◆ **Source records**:
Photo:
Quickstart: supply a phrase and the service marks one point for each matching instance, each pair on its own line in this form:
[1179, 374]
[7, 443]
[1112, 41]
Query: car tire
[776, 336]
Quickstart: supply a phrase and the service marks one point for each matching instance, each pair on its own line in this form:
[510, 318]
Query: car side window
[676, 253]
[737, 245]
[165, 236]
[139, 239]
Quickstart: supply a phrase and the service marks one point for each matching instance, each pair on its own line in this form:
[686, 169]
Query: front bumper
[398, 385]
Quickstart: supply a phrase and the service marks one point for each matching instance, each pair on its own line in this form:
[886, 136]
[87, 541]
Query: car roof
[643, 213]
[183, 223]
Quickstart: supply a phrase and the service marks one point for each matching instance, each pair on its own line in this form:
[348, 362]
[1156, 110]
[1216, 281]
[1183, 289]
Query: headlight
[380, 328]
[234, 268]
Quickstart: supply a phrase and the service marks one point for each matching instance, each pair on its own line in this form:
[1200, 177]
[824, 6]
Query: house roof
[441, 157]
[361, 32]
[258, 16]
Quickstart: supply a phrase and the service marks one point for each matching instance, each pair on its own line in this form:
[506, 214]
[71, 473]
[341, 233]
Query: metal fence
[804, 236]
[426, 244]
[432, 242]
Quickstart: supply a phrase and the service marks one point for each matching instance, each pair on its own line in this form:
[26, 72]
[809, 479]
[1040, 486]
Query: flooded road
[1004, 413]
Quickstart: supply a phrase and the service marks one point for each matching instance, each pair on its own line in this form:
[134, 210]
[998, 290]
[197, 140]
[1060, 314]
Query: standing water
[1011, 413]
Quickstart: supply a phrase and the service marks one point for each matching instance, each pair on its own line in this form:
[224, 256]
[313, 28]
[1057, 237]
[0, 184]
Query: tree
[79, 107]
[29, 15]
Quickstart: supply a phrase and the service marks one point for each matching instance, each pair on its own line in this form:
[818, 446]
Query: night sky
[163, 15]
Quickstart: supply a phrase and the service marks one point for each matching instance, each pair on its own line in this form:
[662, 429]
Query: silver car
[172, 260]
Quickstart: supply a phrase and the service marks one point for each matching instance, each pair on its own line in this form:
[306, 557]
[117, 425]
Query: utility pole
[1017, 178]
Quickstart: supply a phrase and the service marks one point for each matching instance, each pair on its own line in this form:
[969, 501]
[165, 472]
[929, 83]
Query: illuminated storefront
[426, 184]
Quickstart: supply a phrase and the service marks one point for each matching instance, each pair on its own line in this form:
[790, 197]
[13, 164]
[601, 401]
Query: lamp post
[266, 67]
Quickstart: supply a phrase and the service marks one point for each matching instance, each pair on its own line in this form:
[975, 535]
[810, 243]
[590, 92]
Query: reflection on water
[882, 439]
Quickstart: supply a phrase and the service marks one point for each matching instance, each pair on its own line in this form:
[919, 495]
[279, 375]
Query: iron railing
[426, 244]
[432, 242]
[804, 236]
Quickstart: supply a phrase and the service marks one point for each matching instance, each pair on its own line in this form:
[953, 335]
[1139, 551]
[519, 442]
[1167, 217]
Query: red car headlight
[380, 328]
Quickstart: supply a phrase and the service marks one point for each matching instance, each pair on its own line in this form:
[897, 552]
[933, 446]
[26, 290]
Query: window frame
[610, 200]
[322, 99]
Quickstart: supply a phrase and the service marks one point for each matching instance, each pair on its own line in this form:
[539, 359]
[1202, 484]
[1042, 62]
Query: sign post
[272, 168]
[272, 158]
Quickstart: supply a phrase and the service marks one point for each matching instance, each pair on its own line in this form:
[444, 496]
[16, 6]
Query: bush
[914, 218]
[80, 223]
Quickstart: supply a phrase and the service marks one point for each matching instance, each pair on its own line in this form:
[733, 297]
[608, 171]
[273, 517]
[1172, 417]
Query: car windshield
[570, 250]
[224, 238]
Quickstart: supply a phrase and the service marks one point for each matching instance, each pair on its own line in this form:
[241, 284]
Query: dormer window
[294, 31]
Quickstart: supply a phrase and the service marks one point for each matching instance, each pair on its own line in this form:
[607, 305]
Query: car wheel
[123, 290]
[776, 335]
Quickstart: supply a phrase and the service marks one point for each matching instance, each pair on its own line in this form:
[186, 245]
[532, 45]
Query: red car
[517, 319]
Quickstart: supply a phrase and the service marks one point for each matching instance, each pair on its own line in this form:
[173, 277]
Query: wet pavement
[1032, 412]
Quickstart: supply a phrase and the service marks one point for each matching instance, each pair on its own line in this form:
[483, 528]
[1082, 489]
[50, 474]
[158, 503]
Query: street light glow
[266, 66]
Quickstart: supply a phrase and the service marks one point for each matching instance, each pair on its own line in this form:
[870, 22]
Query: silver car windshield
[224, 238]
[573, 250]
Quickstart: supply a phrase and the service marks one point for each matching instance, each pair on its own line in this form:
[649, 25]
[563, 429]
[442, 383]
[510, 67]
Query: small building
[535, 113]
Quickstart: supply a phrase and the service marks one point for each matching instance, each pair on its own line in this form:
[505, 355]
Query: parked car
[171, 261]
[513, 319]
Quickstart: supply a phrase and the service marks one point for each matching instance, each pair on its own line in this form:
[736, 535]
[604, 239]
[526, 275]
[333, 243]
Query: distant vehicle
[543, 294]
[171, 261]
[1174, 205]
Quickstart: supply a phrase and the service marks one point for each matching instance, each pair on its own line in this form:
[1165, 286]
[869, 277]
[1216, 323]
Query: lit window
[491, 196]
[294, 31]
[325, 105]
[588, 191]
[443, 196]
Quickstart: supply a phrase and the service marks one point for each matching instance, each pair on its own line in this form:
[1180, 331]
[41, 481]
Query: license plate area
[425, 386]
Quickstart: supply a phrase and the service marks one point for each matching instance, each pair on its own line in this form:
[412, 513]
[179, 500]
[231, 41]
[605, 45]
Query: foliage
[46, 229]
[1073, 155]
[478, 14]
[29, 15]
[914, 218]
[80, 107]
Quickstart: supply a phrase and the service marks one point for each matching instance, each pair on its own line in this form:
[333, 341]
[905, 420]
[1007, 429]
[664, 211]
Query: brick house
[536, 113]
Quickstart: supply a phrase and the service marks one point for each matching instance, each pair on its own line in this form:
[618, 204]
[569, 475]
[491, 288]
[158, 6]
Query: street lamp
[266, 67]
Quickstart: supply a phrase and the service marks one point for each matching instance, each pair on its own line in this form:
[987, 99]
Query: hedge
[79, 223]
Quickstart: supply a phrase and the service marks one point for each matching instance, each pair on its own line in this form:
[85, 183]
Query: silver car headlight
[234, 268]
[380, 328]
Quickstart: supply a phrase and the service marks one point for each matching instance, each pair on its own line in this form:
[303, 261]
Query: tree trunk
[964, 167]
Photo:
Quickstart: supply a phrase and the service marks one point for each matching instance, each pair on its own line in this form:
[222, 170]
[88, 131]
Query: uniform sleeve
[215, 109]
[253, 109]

◆ **AIM OF THE TASK**: Copy every line of the material, please, keeping it exactly the same.

◆ **ANSWER TO THIS PROBLEM**:
Photo:
Quickstart: supply a phrase and the service marks one point for each matching instance, each pair on its own line in this form:
[1179, 374]
[7, 443]
[1112, 41]
Query: car tire
[776, 336]
Quickstart: supply a phrase and the service marks one point for each matching instance, each pair on its own line in this form:
[510, 318]
Query: car side window
[676, 253]
[737, 245]
[165, 236]
[139, 239]
Quickstart: supply a phrase and the service marks one point for each matching instance, each pair on its own line in this form:
[686, 169]
Query: front bumper
[398, 385]
Quickstart: supply a phrase and the service marks one point for each matching instance, each pair on its own line in this form:
[886, 136]
[87, 541]
Query: car roof
[643, 213]
[183, 223]
Quickstart: supply a phrase and the service marks one point for each matching instance, each pair on its own line in this form:
[348, 362]
[1156, 110]
[1216, 281]
[1183, 289]
Query: headlight
[380, 328]
[234, 268]
Quickstart: supply a phrase and the service marks one point for each matching instance, each pair on its own line in this form:
[1200, 177]
[824, 6]
Query: house roof
[441, 157]
[361, 32]
[258, 16]
Quickstart: supply a phrase and the service marks one point for each matching instance, each pair on its own line in this form:
[506, 214]
[71, 473]
[341, 233]
Query: metal fence
[804, 236]
[426, 244]
[432, 242]
Quickstart: supply a phrase and the service marks one point for each matching instance, each pair on its own line in this form:
[26, 72]
[809, 479]
[1040, 486]
Query: flooded road
[1004, 413]
Quickstart: supply a phrase and the service marks one point for each matching instance, each pair on its own line in this form:
[134, 210]
[998, 290]
[197, 140]
[1060, 314]
Query: standing water
[1011, 413]
Quickstart: supply a phrase and the service marks one point for each matching instance, each pair on its own line in this form:
[224, 256]
[313, 28]
[1057, 237]
[0, 184]
Query: tree
[79, 107]
[29, 15]
Quickstart: supply a phrase and the service marks one point for each matching instance, each pair on its own line in this form:
[818, 446]
Query: night sky
[163, 15]
Quickstart: supply a phrase and the service marks one point for each matching instance, each pair on its own line in this form:
[662, 429]
Query: silver car
[172, 260]
Quickstart: supply a phrase and the service marks one point for each matching instance, each pair on its own line in this form:
[306, 557]
[117, 425]
Query: utility pole
[1017, 178]
Quickstart: supply a phrase and the service marks one point for each matching instance, each pair on its own line in this form:
[969, 501]
[165, 472]
[929, 83]
Query: illuminated storefront
[426, 184]
Quickstart: supply a phrase and the service marks one point for each matching instance, each pair on its own line in this form:
[790, 197]
[13, 164]
[601, 401]
Query: lamp post
[266, 67]
Quickstart: supply a phrase and the service marks one point for each matching instance, each pair on its own line in this form:
[975, 535]
[810, 243]
[590, 92]
Query: reflection on water
[882, 439]
Quickstart: supply a phrase and the service marks one point for each matching instance, each pair on its own line in this form:
[919, 495]
[279, 375]
Query: iron railing
[426, 244]
[432, 242]
[804, 236]
Quickstart: supply a phrase and the service marks one point for each matching instance, each pair on its own line in this form:
[953, 335]
[1139, 551]
[519, 442]
[1167, 217]
Query: red car headlight
[380, 328]
Quickstart: supply a phrase and the service marks one point for each matching instance, each pair on its own line in this form:
[897, 552]
[933, 446]
[26, 290]
Query: window frame
[610, 200]
[322, 99]
Quickstart: supply a phrase and the service marks one point for each matching instance, each pair on its own line in this form:
[539, 359]
[1202, 484]
[1042, 62]
Query: sign post
[272, 168]
[272, 158]
Quickstart: supply a phrase and the service marks one point for each matching instance, each pair on its own line in this form:
[444, 496]
[16, 6]
Query: bush
[914, 218]
[80, 223]
Quickstart: supply a phrase and the service marks one point for each matching instance, each pair on its own line in this form:
[733, 297]
[608, 171]
[273, 517]
[1172, 417]
Query: car windshield
[570, 250]
[224, 238]
Quickstart: supply a phrase and the service marks one point for each matching instance, each pair on its own line in this form:
[241, 284]
Query: dormer window
[294, 31]
Quickstart: supply a phrase and the service marks one point for each matching instance, each pair on its own line in this form:
[607, 305]
Query: car wheel
[123, 290]
[776, 335]
Quickstart: supply a phrase and the service marks one point for each matching instance, each pair on its own line in this form:
[186, 245]
[532, 45]
Query: red car
[517, 319]
Quickstart: supply a phrase and the service marks one point for each matching instance, each pair on its own line in this form:
[173, 277]
Query: wet pavement
[1032, 412]
Quickstart: supply a phrase and the service marks one point for each matching instance, each pair on its own line in this form:
[483, 528]
[1082, 489]
[50, 474]
[158, 503]
Query: street light glow
[266, 66]
Quickstart: supply a phrase and the service marks one point for each matching instance, each pair on its own line in this form:
[870, 22]
Query: silver car windshield
[224, 238]
[573, 250]
Quickstart: supply a phrase and the service marks one point for each matching instance, each pair on its own line in this form:
[649, 25]
[563, 429]
[442, 383]
[510, 67]
Query: small building
[535, 113]
Quickstart: supply a phrase and the service marks one point for each matching instance, each pair on its own line in this form:
[505, 355]
Query: parked car
[171, 261]
[513, 319]
Quickstart: supply a phrase and the service marks one point for each matching instance, each pair on its own line in this form:
[736, 535]
[604, 239]
[526, 275]
[333, 243]
Query: distant vehicle
[543, 294]
[171, 261]
[1174, 205]
Quickstart: supply a phrase and the service marks one point for each matching instance, each pair on its own line in this form:
[1165, 286]
[869, 277]
[1216, 323]
Query: lit window
[491, 196]
[294, 31]
[325, 105]
[588, 191]
[443, 196]
Quickstart: supply a phrase and the service marks one point for each matching instance, each pair on its own line in this form:
[1180, 331]
[41, 481]
Query: license plate area
[425, 386]
Quickstart: supply a phrase and the service marks one point for each matching instance, each pair on its own line in this form:
[412, 513]
[179, 500]
[231, 41]
[605, 45]
Query: foliage
[46, 229]
[1073, 155]
[478, 14]
[29, 15]
[914, 218]
[80, 107]
Quickstart: supply a phrase and the service marks one point for each matching instance, each pair on its own line in this form:
[333, 341]
[905, 420]
[1007, 429]
[664, 211]
Query: brick house
[536, 113]
Quickstart: supply a phrase and the service marks one point for each matching instance, each pair on its own line in this form:
[618, 204]
[569, 475]
[491, 288]
[158, 6]
Query: street lamp
[266, 67]
Quickstart: supply a phrase and the service marks one point for each matching instance, each pair on its own line in this form:
[987, 99]
Query: hedge
[79, 223]
Quickstart: supply a phrase and the service marks one point for each matching instance, each pair on its own line in this form:
[85, 183]
Query: silver car headlight
[234, 268]
[380, 328]
Quickstart: supply a phrase and the service marks one point for each matching instance, each pair on its own line in this form:
[303, 261]
Query: tree trunk
[964, 167]
Photo:
Quickstart: supply a phrase and the service marks one point for each matching instance, each pair on its own line in this form:
[222, 170]
[88, 131]
Query: uniform sleeve
[215, 109]
[253, 109]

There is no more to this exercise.